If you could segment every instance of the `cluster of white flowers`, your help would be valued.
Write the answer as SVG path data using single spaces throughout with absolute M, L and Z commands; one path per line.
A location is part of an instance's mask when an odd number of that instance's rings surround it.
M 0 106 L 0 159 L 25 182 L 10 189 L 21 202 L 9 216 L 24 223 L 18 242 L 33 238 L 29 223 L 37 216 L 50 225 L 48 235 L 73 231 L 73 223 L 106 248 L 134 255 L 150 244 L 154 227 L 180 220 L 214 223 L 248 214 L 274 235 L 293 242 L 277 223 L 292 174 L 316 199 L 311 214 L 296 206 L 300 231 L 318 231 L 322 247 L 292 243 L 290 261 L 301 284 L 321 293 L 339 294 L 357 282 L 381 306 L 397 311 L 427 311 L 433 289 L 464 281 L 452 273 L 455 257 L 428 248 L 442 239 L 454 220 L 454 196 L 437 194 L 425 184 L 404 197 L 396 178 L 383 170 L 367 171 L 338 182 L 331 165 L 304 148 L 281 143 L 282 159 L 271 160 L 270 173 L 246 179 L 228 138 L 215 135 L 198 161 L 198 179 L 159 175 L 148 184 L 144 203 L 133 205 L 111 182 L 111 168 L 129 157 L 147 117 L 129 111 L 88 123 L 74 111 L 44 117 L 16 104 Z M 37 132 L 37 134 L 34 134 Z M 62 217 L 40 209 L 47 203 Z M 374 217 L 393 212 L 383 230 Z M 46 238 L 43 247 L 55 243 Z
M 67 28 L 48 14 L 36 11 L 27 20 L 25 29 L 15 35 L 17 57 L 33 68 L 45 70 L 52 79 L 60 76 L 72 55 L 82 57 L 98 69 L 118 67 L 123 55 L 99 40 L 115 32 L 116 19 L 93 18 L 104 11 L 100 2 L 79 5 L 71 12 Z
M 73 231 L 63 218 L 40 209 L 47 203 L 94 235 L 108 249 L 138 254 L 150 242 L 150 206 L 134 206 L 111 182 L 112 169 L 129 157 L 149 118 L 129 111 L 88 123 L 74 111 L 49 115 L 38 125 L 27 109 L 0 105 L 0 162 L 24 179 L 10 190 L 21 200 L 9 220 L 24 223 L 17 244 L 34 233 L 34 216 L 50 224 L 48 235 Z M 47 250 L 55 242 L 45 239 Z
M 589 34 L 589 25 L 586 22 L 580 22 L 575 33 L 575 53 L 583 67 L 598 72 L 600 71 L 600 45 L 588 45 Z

===============

### THE TASK
Everything in the listing must be reproduced exactly; please include every line.

### WORKED SOLUTION
If you could segment every instance of the `cluster of white flowers`, your help would be valued.
Write the answer as SVG path data using single spaces throughout with absolute M, L and Z commands; one path per line.
A location is part of an instance's mask when an odd number of that instance's rings surround it.
M 0 106 L 0 159 L 25 182 L 10 189 L 21 202 L 9 216 L 24 223 L 18 242 L 33 238 L 29 223 L 37 216 L 50 225 L 48 235 L 73 231 L 73 223 L 106 248 L 134 255 L 150 244 L 154 227 L 180 220 L 214 223 L 248 214 L 274 235 L 293 242 L 277 223 L 292 174 L 316 199 L 311 214 L 296 206 L 300 231 L 318 231 L 322 247 L 292 243 L 290 261 L 301 284 L 321 293 L 339 294 L 357 282 L 381 306 L 397 311 L 427 311 L 433 289 L 464 281 L 452 273 L 455 257 L 428 248 L 442 239 L 454 220 L 454 196 L 437 194 L 425 184 L 404 197 L 396 178 L 383 170 L 367 171 L 338 182 L 331 165 L 304 148 L 281 143 L 282 159 L 271 160 L 270 173 L 246 179 L 228 138 L 215 135 L 198 161 L 198 179 L 159 175 L 148 184 L 144 203 L 133 205 L 111 182 L 111 168 L 129 157 L 147 117 L 129 111 L 88 123 L 74 111 L 44 117 L 16 104 Z M 37 132 L 37 134 L 34 134 Z M 62 217 L 40 209 L 47 203 Z M 374 217 L 393 212 L 383 230 Z M 46 238 L 43 247 L 55 243 Z
M 67 28 L 48 14 L 36 11 L 27 20 L 25 29 L 15 35 L 17 57 L 33 68 L 45 70 L 52 79 L 60 76 L 72 55 L 82 57 L 98 69 L 118 67 L 123 55 L 99 40 L 115 32 L 116 19 L 93 18 L 104 11 L 100 2 L 79 5 L 71 12 Z
M 73 231 L 63 218 L 40 209 L 47 203 L 94 235 L 108 249 L 138 254 L 150 242 L 150 206 L 134 206 L 111 182 L 112 169 L 129 157 L 149 118 L 129 111 L 88 123 L 74 111 L 49 115 L 38 125 L 27 109 L 0 105 L 0 162 L 24 179 L 10 190 L 21 200 L 9 220 L 24 223 L 17 244 L 34 233 L 34 216 L 50 224 L 48 235 Z M 47 250 L 55 242 L 45 239 Z
M 589 34 L 589 25 L 586 22 L 580 22 L 575 33 L 575 53 L 583 67 L 598 72 L 600 71 L 600 45 L 588 45 Z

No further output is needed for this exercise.